=== Task objective ===
Each record below should be repeated precisely as written.

=-=-=-=-=

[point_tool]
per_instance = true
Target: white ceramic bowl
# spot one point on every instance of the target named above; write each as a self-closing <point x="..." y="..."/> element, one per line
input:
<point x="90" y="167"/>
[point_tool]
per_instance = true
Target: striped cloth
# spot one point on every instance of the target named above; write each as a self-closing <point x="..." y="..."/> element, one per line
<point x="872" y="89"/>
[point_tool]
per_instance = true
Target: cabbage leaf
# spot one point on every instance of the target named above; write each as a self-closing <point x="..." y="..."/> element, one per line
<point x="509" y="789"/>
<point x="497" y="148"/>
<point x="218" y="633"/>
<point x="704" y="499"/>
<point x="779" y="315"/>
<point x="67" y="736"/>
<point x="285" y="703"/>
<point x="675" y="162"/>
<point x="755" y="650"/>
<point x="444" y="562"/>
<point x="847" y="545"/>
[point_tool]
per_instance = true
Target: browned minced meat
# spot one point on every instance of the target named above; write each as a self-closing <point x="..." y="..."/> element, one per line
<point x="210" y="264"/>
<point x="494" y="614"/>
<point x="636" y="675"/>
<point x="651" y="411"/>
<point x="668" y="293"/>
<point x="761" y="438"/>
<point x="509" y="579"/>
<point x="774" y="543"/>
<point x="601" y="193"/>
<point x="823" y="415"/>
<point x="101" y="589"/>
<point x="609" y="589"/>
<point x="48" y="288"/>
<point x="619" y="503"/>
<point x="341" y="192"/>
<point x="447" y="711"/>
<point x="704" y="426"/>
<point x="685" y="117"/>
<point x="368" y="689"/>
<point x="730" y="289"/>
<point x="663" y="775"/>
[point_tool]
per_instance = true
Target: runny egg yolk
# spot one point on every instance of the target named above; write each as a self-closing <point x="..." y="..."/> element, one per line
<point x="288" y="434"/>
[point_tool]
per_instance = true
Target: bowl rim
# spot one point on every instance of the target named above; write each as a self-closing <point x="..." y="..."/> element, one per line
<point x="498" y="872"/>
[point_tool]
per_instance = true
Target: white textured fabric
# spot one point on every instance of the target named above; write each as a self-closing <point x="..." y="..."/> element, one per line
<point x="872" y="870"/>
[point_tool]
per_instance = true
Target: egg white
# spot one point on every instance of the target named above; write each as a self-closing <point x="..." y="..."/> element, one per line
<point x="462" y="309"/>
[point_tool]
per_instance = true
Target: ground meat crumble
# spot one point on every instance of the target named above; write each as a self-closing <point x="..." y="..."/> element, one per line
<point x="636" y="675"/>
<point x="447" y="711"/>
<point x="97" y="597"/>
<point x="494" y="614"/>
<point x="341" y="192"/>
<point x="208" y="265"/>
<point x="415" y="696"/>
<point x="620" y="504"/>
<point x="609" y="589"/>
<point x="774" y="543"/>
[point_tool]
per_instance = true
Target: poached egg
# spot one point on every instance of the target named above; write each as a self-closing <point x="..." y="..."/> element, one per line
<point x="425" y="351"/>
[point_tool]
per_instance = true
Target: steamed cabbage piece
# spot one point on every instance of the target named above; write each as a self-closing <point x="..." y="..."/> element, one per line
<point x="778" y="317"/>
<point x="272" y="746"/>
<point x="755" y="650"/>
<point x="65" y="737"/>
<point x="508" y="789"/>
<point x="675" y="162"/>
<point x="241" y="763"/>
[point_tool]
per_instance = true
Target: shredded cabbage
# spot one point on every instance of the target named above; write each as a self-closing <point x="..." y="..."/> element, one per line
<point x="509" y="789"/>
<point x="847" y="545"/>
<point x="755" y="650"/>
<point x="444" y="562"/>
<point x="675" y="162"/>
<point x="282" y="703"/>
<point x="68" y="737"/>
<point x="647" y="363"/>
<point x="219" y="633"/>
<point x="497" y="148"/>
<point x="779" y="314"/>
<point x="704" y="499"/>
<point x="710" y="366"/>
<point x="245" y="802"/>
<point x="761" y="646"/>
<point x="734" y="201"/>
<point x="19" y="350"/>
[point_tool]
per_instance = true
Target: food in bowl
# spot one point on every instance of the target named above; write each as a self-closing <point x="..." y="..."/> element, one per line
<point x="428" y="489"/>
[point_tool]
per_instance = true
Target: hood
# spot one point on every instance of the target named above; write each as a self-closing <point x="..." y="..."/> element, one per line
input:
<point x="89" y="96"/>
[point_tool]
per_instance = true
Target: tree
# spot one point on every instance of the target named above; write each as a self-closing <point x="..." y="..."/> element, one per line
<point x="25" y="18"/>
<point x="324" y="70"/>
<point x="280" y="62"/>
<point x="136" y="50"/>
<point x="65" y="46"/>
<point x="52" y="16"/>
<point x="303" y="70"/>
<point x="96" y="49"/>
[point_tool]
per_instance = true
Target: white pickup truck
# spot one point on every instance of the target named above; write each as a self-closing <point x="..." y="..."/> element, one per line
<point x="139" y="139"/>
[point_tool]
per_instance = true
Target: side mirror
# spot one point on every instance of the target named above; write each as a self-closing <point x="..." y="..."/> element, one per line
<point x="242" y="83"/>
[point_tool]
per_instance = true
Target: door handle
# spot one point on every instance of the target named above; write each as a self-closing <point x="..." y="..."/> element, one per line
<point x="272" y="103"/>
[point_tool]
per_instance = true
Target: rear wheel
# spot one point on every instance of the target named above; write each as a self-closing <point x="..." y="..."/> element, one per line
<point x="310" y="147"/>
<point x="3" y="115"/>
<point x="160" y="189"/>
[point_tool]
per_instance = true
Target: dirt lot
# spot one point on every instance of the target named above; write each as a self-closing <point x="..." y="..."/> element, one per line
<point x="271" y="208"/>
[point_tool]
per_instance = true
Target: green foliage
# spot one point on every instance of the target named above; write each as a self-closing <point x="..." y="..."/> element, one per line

=-=-=-=-=

=== Task solution ===
[point_tool]
per_instance = true
Target: white ceramic bowl
# spot one point on every instance of the target named above; write each as a self-closing <point x="..." y="..."/> element, one per line
input:
<point x="90" y="167"/>
[point_tool]
per_instance = true
Target: striped cloth
# spot one point on every instance of the target named above; write each as a self-closing <point x="..." y="..."/> element, one per line
<point x="872" y="89"/>
[point_tool]
per_instance = true
Target: cabbage leaf
# spot one point on every instance of the target named above; write each as a self-closing <point x="..." y="..."/> element, one per line
<point x="509" y="789"/>
<point x="497" y="148"/>
<point x="218" y="633"/>
<point x="704" y="499"/>
<point x="779" y="315"/>
<point x="67" y="736"/>
<point x="285" y="703"/>
<point x="675" y="162"/>
<point x="755" y="650"/>
<point x="444" y="562"/>
<point x="847" y="545"/>
[point_tool]
per_instance = true
Target: browned minced meat
# spot one point on every instance of the target named above; write each as a self-closing <point x="..." y="..."/> element, one per line
<point x="210" y="264"/>
<point x="494" y="614"/>
<point x="636" y="675"/>
<point x="651" y="411"/>
<point x="668" y="293"/>
<point x="761" y="438"/>
<point x="509" y="579"/>
<point x="774" y="543"/>
<point x="601" y="193"/>
<point x="823" y="415"/>
<point x="101" y="589"/>
<point x="609" y="589"/>
<point x="48" y="288"/>
<point x="619" y="503"/>
<point x="341" y="192"/>
<point x="447" y="711"/>
<point x="704" y="426"/>
<point x="685" y="117"/>
<point x="368" y="689"/>
<point x="730" y="289"/>
<point x="663" y="775"/>
[point_tool]
per_instance = true
Target: runny egg yolk
# spot one point on every instance of the target named above; write each as a self-closing <point x="..." y="..."/> element, one per line
<point x="288" y="434"/>
[point_tool]
per_instance = true
Target: bowl rim
# spot one point on every instance of the target named above; write each as a self-closing <point x="..." y="..."/> element, one per line
<point x="498" y="872"/>
[point_tool]
per_instance = true
Target: white textured fabric
# spot one point on every instance of the target named above; write each as a self-closing <point x="..." y="..."/> element, one per line
<point x="872" y="870"/>
[point_tool]
per_instance = true
Target: egg white
# spot one point on every instance of the target named above; write each as a self-closing <point x="..." y="..."/> element, one per line
<point x="462" y="309"/>
[point_tool]
per_instance = true
Target: ground meat crumble
# spot one point on every instance of the target named above; write each as a self-closing <point x="..." y="..."/> element, one per line
<point x="636" y="675"/>
<point x="447" y="711"/>
<point x="97" y="597"/>
<point x="494" y="614"/>
<point x="341" y="192"/>
<point x="208" y="265"/>
<point x="415" y="696"/>
<point x="620" y="504"/>
<point x="609" y="589"/>
<point x="774" y="543"/>
[point_tool]
per_instance = true
Target: poached egg
# spot one point on every instance of the target named above; write each as a self-closing <point x="..." y="..."/> element, one per line
<point x="425" y="351"/>
[point_tool]
per_instance = true
Target: steamed cabbage piece
# spot one point on every instance of the target named above; write each as a self-closing <point x="..." y="..."/> element, one per line
<point x="778" y="317"/>
<point x="272" y="746"/>
<point x="755" y="650"/>
<point x="65" y="737"/>
<point x="508" y="789"/>
<point x="675" y="162"/>
<point x="241" y="763"/>
[point_tool]
per_instance = true
Target: shredded cabbage
# spot one point on every instance of the target named above; write each as a self-closing <point x="..." y="..."/> element, one per line
<point x="509" y="789"/>
<point x="847" y="545"/>
<point x="755" y="650"/>
<point x="444" y="562"/>
<point x="675" y="162"/>
<point x="282" y="703"/>
<point x="68" y="737"/>
<point x="647" y="363"/>
<point x="219" y="633"/>
<point x="497" y="148"/>
<point x="779" y="314"/>
<point x="704" y="499"/>
<point x="710" y="366"/>
<point x="245" y="802"/>
<point x="761" y="646"/>
<point x="734" y="201"/>
<point x="19" y="350"/>
[point_tool]
per_instance = true
Target: food in bowl
# spot one point on every instance of the target named above; write each as a self-closing <point x="..." y="..."/> element, one per line
<point x="428" y="489"/>
[point_tool]
per_instance = true
Target: hood
# spot one point on every instance of the target named above; write each as a self-closing <point x="..." y="..."/> element, one per line
input:
<point x="89" y="96"/>
[point_tool]
per_instance = true
Target: tree
# spot one point on every instance of the target named above; write each as a self-closing <point x="..." y="..."/> element, one per line
<point x="25" y="18"/>
<point x="324" y="70"/>
<point x="280" y="62"/>
<point x="136" y="50"/>
<point x="65" y="46"/>
<point x="52" y="16"/>
<point x="303" y="70"/>
<point x="96" y="49"/>
[point_tool]
per_instance = true
Target: white pickup truck
# spot one point on every instance of the target named above; write each as a self-closing <point x="..." y="..."/> element, one per line
<point x="139" y="139"/>
[point_tool]
per_instance = true
Target: side mirror
# spot one point on every instance of the target named above; write each as a self-closing <point x="..." y="..."/> element, one per line
<point x="242" y="83"/>
[point_tool]
per_instance = true
Target: door handle
# spot one point on every instance of the target named above; write each as a self-closing <point x="..." y="..."/> element, one per line
<point x="272" y="103"/>
[point_tool]
per_instance = true
Target: rear wheel
# spot one point on every instance of the target named above; write each as a self-closing <point x="..." y="..."/> element, one per line
<point x="310" y="147"/>
<point x="3" y="115"/>
<point x="160" y="189"/>
[point_tool]
per_instance = true
Target: dirt lot
# spot one point on every instance of the target named above; write each as a self-closing <point x="..." y="..."/> element, one per line
<point x="271" y="208"/>
[point_tool]
per_instance = true
Target: green foliage
# spot one point on every instance of the target named above; write each as a self-closing <point x="..." y="..."/> element, one per line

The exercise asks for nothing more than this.